**Dataset entries**
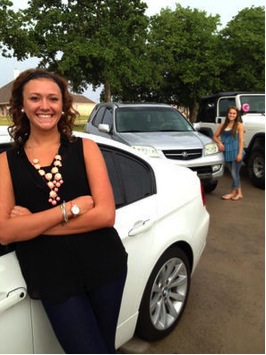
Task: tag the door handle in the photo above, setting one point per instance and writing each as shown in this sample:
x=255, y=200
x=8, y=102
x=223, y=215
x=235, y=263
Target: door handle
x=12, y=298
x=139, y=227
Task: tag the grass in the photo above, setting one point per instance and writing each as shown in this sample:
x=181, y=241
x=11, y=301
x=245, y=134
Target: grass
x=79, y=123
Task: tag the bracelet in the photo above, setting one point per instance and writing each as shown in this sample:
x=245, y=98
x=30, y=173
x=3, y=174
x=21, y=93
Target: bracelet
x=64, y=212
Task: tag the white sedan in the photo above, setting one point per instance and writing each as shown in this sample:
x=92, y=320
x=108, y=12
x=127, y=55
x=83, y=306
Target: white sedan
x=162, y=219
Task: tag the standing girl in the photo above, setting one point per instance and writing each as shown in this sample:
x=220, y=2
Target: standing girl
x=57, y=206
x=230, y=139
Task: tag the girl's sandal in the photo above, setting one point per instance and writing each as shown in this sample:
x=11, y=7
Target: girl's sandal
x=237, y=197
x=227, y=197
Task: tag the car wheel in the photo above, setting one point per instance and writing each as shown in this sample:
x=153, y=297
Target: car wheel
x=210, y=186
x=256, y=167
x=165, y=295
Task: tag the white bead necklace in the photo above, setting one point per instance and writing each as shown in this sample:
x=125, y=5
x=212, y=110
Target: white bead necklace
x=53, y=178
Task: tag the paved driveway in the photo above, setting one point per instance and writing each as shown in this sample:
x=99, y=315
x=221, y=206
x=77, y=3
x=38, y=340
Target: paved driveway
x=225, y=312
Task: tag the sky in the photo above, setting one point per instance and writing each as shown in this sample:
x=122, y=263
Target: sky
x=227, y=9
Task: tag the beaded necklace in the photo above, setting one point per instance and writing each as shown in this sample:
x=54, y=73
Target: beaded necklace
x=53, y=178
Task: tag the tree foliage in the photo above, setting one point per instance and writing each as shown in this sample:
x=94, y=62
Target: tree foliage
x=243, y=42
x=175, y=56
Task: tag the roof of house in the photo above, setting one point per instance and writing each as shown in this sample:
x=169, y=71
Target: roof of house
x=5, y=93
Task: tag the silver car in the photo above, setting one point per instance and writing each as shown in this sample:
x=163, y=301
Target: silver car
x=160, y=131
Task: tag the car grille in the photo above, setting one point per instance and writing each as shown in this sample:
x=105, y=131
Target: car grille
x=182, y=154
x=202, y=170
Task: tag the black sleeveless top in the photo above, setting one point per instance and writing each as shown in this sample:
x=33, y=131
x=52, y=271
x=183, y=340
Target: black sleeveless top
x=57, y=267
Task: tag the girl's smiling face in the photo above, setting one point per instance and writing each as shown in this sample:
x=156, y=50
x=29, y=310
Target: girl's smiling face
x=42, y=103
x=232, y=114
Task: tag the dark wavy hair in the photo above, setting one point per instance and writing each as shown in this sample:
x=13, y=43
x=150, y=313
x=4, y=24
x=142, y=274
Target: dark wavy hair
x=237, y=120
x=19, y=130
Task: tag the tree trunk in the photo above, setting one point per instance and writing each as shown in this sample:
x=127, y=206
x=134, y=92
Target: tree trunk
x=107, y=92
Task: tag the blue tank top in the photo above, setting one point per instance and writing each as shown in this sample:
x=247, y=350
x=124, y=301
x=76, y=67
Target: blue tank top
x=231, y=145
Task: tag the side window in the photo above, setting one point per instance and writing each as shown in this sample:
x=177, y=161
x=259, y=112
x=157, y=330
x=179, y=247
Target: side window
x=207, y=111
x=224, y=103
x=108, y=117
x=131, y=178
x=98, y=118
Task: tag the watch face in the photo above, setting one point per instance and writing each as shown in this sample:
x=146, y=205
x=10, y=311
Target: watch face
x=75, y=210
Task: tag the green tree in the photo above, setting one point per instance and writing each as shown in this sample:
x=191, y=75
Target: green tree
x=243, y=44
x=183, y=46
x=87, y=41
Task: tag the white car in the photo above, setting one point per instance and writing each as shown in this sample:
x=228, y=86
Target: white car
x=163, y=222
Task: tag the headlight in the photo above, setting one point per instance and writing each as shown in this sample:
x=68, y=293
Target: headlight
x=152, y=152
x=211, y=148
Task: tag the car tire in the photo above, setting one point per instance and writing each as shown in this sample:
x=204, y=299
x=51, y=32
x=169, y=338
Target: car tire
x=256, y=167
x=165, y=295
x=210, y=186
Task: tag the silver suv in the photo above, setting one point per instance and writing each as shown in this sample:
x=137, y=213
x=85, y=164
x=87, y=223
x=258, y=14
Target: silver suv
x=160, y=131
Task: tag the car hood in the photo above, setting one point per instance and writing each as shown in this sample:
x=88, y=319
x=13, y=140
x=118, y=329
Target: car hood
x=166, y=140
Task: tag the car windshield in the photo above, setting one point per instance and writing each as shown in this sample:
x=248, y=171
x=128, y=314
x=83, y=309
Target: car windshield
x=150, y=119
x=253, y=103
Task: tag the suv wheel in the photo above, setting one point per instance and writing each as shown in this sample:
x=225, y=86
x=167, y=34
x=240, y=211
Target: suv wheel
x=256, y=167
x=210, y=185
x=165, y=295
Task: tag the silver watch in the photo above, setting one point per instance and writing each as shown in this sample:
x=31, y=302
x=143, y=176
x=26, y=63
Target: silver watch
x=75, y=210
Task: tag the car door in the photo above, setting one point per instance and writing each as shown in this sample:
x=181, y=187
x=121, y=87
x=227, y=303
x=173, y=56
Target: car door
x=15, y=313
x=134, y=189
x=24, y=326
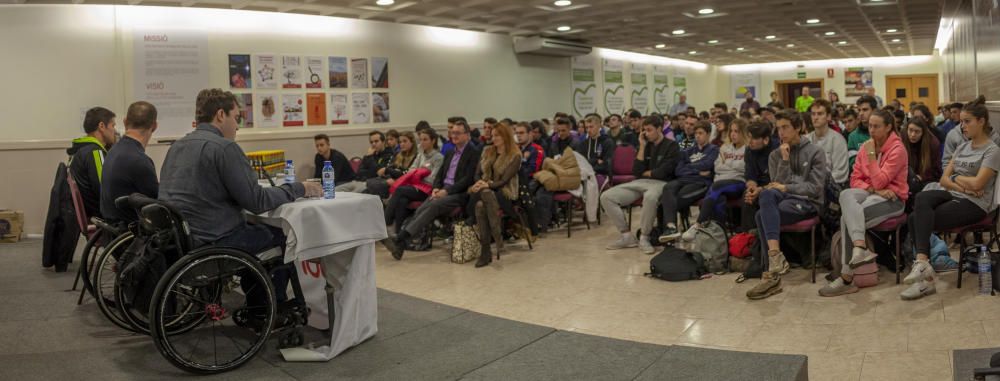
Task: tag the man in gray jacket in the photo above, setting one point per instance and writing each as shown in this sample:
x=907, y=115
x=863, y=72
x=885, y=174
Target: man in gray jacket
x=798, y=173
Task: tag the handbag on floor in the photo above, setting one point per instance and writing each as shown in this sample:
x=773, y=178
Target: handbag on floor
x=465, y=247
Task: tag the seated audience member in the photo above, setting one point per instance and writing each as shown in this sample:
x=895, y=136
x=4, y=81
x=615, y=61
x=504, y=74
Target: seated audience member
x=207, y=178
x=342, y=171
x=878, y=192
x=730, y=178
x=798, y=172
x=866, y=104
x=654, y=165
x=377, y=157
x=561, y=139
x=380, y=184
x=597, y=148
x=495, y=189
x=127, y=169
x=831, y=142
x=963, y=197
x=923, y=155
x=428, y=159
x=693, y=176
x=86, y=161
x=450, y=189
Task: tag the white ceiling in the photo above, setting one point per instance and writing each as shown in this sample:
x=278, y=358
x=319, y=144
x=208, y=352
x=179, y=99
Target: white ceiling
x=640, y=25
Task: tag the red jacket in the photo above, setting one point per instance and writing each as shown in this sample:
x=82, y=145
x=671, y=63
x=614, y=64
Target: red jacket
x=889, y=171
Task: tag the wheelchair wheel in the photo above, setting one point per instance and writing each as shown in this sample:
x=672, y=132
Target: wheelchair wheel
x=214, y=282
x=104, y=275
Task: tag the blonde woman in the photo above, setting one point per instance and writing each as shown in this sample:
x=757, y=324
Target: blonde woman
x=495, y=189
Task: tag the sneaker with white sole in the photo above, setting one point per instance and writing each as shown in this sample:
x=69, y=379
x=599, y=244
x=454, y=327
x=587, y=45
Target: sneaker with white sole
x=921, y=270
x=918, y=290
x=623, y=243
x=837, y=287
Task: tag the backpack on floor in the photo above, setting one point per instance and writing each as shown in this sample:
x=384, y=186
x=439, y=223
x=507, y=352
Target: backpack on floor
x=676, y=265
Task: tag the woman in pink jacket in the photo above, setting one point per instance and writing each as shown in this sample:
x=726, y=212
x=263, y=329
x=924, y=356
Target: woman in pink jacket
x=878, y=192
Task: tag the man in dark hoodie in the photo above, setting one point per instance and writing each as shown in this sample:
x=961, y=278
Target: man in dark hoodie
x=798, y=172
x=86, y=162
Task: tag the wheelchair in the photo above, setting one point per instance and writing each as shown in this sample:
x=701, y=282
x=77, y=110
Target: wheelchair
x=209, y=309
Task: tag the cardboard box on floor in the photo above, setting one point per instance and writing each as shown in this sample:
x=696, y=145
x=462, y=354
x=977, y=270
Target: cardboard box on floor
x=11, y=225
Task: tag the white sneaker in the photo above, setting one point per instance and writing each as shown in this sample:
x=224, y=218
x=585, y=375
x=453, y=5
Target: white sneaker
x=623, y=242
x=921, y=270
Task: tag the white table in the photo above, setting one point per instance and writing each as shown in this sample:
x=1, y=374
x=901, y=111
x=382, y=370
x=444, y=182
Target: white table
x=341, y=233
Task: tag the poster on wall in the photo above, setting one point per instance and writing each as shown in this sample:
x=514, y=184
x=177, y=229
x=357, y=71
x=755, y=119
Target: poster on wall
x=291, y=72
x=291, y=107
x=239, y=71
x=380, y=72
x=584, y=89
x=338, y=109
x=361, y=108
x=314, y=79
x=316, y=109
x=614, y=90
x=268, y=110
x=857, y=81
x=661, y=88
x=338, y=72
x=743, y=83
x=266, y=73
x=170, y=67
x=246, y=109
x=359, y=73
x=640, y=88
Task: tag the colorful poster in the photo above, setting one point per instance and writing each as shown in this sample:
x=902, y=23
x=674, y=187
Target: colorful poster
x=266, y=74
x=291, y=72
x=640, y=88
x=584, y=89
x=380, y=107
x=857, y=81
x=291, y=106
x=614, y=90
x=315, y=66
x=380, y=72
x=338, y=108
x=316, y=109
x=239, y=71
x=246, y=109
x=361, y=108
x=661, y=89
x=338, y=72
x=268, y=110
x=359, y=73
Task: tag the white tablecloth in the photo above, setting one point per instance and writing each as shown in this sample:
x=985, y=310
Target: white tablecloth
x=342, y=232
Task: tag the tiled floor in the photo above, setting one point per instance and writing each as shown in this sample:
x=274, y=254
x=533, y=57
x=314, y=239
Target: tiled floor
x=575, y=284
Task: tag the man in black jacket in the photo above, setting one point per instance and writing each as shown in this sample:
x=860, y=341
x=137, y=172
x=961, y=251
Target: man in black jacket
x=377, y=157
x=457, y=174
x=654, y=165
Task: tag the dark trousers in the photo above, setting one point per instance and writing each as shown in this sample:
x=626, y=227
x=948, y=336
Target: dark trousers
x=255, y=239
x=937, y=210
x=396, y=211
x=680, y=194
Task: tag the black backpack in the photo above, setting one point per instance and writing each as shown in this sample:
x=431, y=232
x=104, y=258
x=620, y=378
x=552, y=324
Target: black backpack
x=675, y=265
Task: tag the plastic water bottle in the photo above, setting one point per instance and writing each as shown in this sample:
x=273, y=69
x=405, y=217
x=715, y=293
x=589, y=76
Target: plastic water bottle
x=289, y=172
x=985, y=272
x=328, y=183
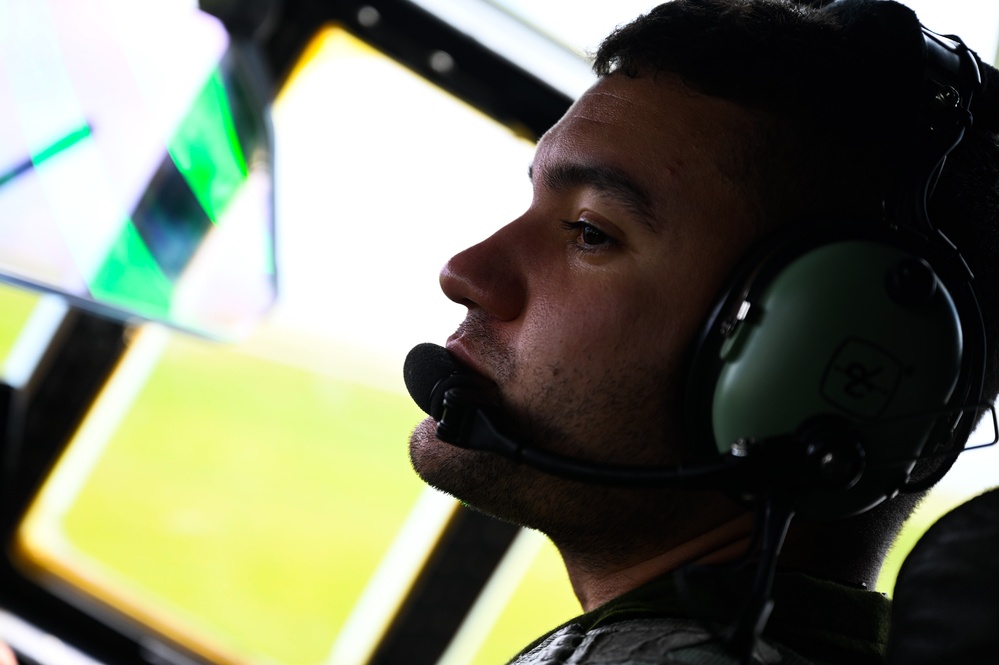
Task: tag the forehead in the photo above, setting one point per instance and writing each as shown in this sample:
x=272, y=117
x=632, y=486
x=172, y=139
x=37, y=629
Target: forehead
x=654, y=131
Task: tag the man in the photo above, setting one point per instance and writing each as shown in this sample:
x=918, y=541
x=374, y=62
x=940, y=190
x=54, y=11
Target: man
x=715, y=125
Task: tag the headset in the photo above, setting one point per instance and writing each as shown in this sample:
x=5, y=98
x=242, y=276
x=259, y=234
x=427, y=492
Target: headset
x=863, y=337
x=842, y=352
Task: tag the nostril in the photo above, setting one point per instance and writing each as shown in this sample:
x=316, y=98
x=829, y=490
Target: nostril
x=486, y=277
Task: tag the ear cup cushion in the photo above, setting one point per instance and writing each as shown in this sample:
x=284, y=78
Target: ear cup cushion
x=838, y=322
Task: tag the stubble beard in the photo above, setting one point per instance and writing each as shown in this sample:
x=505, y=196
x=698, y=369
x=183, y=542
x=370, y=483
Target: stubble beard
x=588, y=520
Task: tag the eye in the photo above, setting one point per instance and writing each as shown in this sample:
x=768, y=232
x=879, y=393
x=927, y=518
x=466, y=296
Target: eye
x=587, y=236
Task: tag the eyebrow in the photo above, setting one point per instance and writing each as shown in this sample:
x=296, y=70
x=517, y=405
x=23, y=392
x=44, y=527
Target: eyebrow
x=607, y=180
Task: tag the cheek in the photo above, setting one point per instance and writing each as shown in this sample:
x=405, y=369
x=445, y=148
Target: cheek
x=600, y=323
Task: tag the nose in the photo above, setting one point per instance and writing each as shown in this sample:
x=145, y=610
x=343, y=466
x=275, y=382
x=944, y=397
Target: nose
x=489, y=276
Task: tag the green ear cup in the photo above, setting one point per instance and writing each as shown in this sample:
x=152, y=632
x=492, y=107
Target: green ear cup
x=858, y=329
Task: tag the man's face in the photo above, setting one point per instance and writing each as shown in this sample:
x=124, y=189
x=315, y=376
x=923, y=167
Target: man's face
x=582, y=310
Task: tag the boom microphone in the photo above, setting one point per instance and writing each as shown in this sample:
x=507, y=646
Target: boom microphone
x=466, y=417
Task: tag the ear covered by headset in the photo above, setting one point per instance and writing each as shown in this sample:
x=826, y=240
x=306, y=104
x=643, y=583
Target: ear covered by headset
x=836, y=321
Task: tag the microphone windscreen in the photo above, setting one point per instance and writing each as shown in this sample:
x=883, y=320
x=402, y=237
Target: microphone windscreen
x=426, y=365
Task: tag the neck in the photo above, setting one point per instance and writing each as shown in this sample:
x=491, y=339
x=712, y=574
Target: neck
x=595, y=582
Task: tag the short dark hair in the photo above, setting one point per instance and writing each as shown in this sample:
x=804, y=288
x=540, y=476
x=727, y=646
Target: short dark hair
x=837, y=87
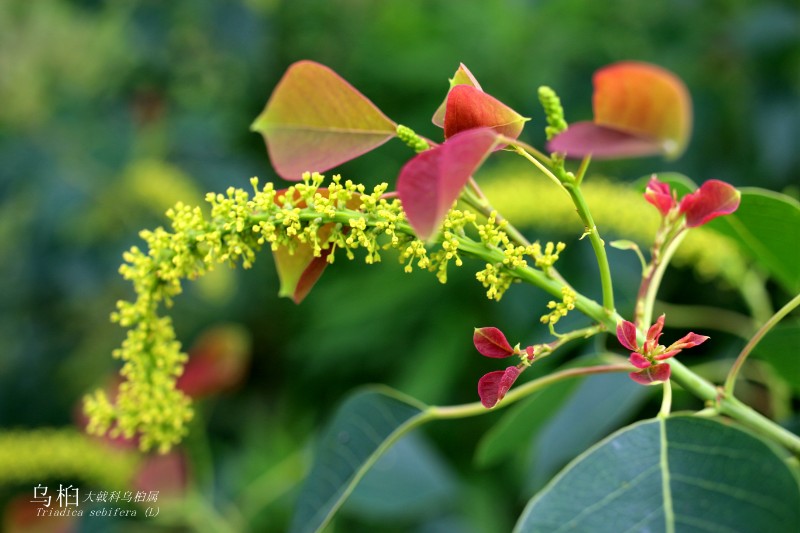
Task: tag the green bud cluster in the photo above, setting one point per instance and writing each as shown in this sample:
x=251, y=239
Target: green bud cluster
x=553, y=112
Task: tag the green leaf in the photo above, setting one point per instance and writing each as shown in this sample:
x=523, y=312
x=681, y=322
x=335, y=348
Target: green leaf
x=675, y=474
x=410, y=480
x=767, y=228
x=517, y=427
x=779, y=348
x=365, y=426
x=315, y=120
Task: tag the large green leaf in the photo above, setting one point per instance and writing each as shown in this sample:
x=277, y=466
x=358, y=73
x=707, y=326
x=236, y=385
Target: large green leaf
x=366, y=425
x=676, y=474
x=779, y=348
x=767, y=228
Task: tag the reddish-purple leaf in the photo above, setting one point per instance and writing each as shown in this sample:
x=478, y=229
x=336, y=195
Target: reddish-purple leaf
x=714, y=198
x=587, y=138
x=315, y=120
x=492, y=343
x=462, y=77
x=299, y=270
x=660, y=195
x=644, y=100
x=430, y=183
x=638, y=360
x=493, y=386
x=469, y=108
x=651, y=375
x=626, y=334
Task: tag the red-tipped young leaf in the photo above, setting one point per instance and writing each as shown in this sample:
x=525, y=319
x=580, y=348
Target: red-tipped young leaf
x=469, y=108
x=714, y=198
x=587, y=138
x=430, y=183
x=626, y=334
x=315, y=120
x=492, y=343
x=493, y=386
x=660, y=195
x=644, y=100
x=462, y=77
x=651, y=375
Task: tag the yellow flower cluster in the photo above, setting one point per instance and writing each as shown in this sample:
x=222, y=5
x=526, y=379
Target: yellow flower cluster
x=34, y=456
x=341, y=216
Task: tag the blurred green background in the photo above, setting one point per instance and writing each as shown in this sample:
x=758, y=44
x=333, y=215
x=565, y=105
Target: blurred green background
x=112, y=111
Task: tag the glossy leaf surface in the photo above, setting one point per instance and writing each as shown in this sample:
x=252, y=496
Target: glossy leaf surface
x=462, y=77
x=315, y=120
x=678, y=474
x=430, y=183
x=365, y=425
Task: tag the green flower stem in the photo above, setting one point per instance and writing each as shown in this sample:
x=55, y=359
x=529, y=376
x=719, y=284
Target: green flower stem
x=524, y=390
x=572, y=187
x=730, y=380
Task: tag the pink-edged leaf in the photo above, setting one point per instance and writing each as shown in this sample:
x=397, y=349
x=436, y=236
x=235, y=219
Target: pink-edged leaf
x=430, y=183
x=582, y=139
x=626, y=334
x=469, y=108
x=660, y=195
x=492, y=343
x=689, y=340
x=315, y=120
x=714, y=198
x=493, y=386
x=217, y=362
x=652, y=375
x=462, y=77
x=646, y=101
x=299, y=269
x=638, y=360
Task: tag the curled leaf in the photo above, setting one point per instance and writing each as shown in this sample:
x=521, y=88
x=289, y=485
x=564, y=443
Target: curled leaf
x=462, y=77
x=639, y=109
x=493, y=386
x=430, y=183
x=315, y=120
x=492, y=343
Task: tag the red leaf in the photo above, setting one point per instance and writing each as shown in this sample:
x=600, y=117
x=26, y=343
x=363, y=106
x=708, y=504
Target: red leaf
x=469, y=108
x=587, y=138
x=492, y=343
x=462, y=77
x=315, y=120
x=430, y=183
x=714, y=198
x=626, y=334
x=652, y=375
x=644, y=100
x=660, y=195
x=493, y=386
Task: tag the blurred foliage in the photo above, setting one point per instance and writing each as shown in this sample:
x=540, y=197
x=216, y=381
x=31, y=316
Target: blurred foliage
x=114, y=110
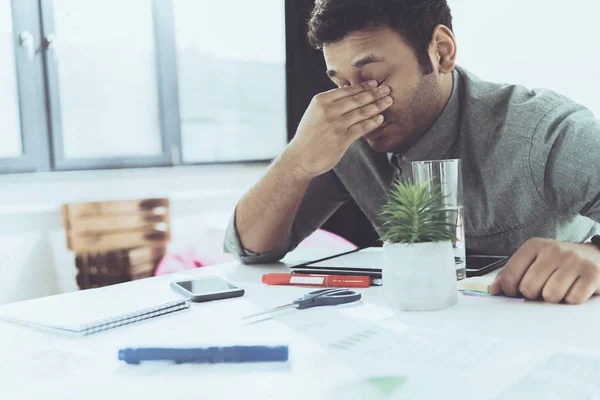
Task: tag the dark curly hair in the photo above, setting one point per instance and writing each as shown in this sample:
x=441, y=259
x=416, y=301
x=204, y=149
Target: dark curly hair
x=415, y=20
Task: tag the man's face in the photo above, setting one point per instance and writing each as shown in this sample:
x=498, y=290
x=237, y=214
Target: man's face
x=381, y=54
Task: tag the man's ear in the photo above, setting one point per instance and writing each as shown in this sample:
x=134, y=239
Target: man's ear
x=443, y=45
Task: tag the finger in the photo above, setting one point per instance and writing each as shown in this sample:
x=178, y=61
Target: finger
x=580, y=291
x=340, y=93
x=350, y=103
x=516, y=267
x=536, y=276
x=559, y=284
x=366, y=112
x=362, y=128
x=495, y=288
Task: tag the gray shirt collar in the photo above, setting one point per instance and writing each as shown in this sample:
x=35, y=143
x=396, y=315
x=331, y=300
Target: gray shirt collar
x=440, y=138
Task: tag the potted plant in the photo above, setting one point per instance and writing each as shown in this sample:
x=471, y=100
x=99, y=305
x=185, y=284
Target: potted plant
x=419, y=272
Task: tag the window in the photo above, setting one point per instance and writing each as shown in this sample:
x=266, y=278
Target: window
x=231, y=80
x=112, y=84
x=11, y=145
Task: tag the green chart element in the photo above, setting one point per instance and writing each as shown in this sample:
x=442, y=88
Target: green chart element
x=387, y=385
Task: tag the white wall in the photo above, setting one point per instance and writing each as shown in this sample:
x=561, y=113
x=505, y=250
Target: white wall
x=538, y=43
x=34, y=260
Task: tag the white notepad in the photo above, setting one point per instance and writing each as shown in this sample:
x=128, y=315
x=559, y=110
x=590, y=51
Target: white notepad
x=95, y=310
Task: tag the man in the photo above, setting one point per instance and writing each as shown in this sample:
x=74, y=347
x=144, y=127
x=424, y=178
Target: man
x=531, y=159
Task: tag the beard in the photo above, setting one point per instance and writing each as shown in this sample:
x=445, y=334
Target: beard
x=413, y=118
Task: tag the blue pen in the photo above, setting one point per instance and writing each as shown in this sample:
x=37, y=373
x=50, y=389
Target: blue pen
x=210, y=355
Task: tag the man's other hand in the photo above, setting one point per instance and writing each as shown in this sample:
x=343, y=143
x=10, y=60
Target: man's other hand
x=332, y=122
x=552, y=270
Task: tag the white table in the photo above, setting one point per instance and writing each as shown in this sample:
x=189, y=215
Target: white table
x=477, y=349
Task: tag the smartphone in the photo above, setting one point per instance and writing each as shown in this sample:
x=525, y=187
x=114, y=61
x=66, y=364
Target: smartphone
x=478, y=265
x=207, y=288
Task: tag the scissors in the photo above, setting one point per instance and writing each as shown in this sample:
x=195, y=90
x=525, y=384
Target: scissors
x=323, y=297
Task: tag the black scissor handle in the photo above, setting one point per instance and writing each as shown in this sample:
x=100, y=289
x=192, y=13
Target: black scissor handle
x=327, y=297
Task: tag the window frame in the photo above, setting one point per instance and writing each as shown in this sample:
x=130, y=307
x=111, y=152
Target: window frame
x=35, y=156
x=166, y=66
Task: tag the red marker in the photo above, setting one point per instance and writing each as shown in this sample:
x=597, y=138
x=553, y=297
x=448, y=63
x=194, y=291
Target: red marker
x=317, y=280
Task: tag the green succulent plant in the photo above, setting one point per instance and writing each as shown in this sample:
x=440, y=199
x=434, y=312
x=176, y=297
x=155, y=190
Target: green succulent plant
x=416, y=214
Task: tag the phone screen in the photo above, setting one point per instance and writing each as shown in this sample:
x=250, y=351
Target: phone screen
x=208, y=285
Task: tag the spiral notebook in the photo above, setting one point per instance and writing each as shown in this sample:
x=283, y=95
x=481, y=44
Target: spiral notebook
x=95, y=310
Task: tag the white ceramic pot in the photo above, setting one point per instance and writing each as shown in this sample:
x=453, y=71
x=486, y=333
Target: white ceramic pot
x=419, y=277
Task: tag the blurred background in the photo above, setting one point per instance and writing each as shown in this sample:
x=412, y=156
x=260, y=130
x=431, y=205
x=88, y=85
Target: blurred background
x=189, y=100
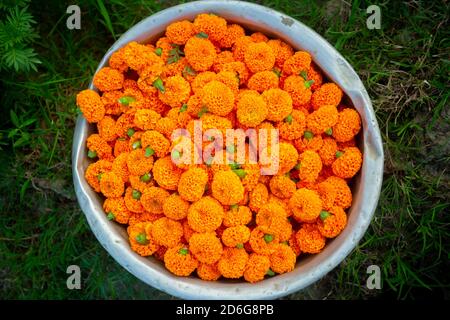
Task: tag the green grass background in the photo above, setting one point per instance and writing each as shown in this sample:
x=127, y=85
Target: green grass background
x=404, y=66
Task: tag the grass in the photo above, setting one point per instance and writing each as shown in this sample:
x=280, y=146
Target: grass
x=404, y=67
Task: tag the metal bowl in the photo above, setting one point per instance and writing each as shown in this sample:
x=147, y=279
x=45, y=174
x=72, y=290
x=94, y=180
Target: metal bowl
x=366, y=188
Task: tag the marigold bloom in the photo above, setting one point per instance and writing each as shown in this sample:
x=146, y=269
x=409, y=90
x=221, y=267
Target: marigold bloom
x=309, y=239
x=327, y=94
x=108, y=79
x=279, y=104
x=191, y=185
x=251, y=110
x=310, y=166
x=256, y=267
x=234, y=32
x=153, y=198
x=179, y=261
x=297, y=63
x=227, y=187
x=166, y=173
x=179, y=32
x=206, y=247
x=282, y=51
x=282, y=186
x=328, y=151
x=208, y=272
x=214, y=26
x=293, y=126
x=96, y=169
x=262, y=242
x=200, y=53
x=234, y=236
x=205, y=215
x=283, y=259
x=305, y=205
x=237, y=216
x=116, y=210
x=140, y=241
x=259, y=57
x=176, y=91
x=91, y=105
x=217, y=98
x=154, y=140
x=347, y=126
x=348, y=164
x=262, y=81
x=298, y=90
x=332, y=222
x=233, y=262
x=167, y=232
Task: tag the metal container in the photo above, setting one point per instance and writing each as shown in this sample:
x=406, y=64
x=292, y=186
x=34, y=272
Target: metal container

**WHAT YOU NEED TO DO**
Each line between the one holding "x=492, y=107" and the one holding "x=236, y=385", inclusive, should be copied exactly as it appears above, and pictures should be omitted.

**RESULT FOR THIS TASK**
x=492, y=107
Target: green ear cup
x=858, y=329
Task: tag the man's face in the photo above, setting one point per instance and writing each as shown in this sample:
x=124, y=189
x=315, y=376
x=923, y=167
Target: man's face
x=582, y=310
Task: tag the boom microphone in the photo above, setting one point per instance and writing each as shown in this sample:
x=507, y=646
Target: boom microphone
x=466, y=417
Task: tag the ear covered by headset in the photo above, setting one point per instance and writing each as shown in this sample:
x=826, y=240
x=306, y=104
x=643, y=583
Target: ear covered by headset
x=836, y=321
Task: tag the microphone windscreen in the photo above, setting one point per instance and writing each as shown in this sample:
x=883, y=320
x=402, y=237
Target: microphone windscreen
x=426, y=365
Task: tag the neck in the photo above, setting one point per instance and writing each as shown in this sample:
x=491, y=339
x=712, y=574
Target: neck
x=595, y=582
Task: tag the short dark hair in the photo above, setting one point per instance and writing each as shown in this sample:
x=804, y=288
x=540, y=476
x=727, y=646
Target: short dark hair
x=837, y=87
Task: tag the green bud cluster in the photo above, setting one point per instance and writing each as shown in this sample:
x=251, y=239
Target: green bud cluster
x=553, y=112
Task: tag the green leaf in the photo above, setting one point per instance and writing each as shown in this sample:
x=523, y=312
x=681, y=322
x=335, y=348
Target: green leaf
x=675, y=474
x=410, y=480
x=767, y=228
x=517, y=427
x=779, y=348
x=365, y=426
x=315, y=120
Task: tag the large green leaf in the photo above, setting one point per instance and writing each as shown in this sample:
x=277, y=466
x=358, y=73
x=707, y=326
x=236, y=385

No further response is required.